GIVEN RECORDS
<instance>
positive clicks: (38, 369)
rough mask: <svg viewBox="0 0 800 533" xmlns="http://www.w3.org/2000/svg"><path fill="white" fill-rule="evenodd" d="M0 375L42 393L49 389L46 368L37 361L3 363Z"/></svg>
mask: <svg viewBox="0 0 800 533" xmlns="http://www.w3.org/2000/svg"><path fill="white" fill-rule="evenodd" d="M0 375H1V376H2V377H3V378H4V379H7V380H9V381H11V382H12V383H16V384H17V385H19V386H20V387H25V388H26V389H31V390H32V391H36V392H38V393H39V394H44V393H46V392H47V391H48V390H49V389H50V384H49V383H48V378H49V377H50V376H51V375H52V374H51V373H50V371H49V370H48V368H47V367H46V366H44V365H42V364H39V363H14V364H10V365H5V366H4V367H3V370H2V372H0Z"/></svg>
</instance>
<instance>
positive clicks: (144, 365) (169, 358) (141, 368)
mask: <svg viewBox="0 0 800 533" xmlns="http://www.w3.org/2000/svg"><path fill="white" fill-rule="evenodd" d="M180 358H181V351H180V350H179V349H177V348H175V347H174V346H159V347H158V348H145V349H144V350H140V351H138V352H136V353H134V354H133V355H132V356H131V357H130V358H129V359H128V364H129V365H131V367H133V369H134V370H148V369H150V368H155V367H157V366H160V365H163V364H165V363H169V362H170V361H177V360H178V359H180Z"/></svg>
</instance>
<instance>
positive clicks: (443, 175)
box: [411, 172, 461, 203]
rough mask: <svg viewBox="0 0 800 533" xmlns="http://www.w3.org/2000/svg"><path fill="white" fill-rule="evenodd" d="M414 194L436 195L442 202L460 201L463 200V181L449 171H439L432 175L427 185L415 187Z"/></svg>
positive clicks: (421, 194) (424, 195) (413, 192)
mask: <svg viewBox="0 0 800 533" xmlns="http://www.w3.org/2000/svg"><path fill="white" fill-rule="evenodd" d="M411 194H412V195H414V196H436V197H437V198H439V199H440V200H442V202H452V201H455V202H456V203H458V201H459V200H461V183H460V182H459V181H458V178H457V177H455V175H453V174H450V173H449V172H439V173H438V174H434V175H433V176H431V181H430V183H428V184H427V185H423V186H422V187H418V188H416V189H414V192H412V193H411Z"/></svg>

ABOUT THIS EXERCISE
Looking back over the data above, restate word for word the lines that begin at the line with "positive clicks: (144, 365)" and end at the line with "194L436 195L442 202L460", inclusive.

ANSWER TO THIS EXERCISE
positive clicks: (144, 365) (169, 358) (141, 368)
mask: <svg viewBox="0 0 800 533" xmlns="http://www.w3.org/2000/svg"><path fill="white" fill-rule="evenodd" d="M180 358H181V351H180V350H179V349H177V348H175V347H174V346H159V347H158V348H145V349H144V350H140V351H138V352H136V353H134V354H133V355H132V356H131V357H130V358H129V359H128V364H129V365H131V367H133V369H134V370H148V369H150V368H155V367H157V366H160V365H163V364H165V363H169V362H170V361H177V360H178V359H180Z"/></svg>
</instance>
<instance>
positive clicks: (443, 175)
box: [411, 172, 461, 203]
rough mask: <svg viewBox="0 0 800 533" xmlns="http://www.w3.org/2000/svg"><path fill="white" fill-rule="evenodd" d="M414 194L436 195L442 202L460 201L463 200V181L449 171H439L432 175L427 185L415 187Z"/></svg>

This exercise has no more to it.